## START DATASET EXTRACT

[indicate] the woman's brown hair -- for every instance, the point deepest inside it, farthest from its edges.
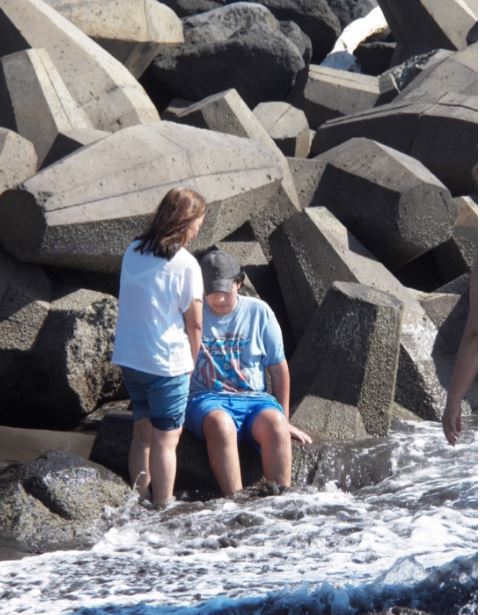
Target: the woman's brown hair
(168, 231)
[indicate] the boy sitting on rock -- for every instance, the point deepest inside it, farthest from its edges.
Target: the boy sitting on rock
(229, 402)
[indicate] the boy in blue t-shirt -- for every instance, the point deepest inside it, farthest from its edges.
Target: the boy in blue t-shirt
(229, 402)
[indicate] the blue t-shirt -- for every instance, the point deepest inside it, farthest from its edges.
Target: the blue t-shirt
(236, 348)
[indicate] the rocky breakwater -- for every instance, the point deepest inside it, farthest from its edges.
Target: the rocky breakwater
(348, 197)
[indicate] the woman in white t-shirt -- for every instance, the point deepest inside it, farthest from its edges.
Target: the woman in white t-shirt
(158, 337)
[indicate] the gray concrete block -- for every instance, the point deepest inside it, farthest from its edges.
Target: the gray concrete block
(132, 31)
(439, 23)
(392, 204)
(307, 173)
(226, 112)
(70, 367)
(106, 91)
(25, 292)
(40, 105)
(440, 134)
(312, 250)
(69, 141)
(83, 211)
(445, 73)
(287, 126)
(18, 159)
(349, 353)
(331, 92)
(325, 419)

## END DATASET EXTRACT

CHALLENGE — Convert every line of the items above into a JSON list of strings, with one string per line. Skip blank lines and leave the pictures out.

TASK OUTPUT —
[
  "[indicate] the woman's brown hair -- for every instance, the point deepest inside it, farthest from its edges.",
  "Target: the woman's brown hair",
  "(168, 231)",
  "[indicate] the boy sitting on rock -- for every instance, the point deepest inside it, farthest from its edges.",
  "Target: the boy sitting on rock",
  "(229, 402)",
  "[indicate] the boy in blue t-shirt -- for every instance, the point deepest inside it, farthest from its edges.",
  "Target: the boy in blue t-shirt",
  "(229, 402)",
  "[indicate] the blue t-shirt -- for every instance, the point deepest inside it, farthest from its edges.",
  "Target: the blue t-shirt",
  "(236, 348)",
  "[indicate] the rocky breakwater -- for every instance, the point deepest inside it, farthest from its edges.",
  "Target: the rocky breakwater",
  "(348, 197)",
  "[indicate] the woman in white t-shirt -- for every instance, the point deepest inside it, farthest from its edges.",
  "Target: the woman in white t-shirt",
  "(158, 337)",
  "[indicate] the gray concrete block -- for every instance, the point deepest inside it, farthest from its edges.",
  "Target: the gray concrete block",
  "(132, 31)",
  "(439, 23)",
  "(392, 204)",
  "(307, 173)",
  "(226, 112)",
  "(70, 367)",
  "(106, 91)",
  "(25, 292)",
  "(40, 105)",
  "(440, 134)",
  "(312, 250)",
  "(69, 141)",
  "(83, 211)",
  "(445, 73)",
  "(287, 126)",
  "(18, 159)",
  "(349, 353)",
  "(331, 92)",
  "(325, 419)"
]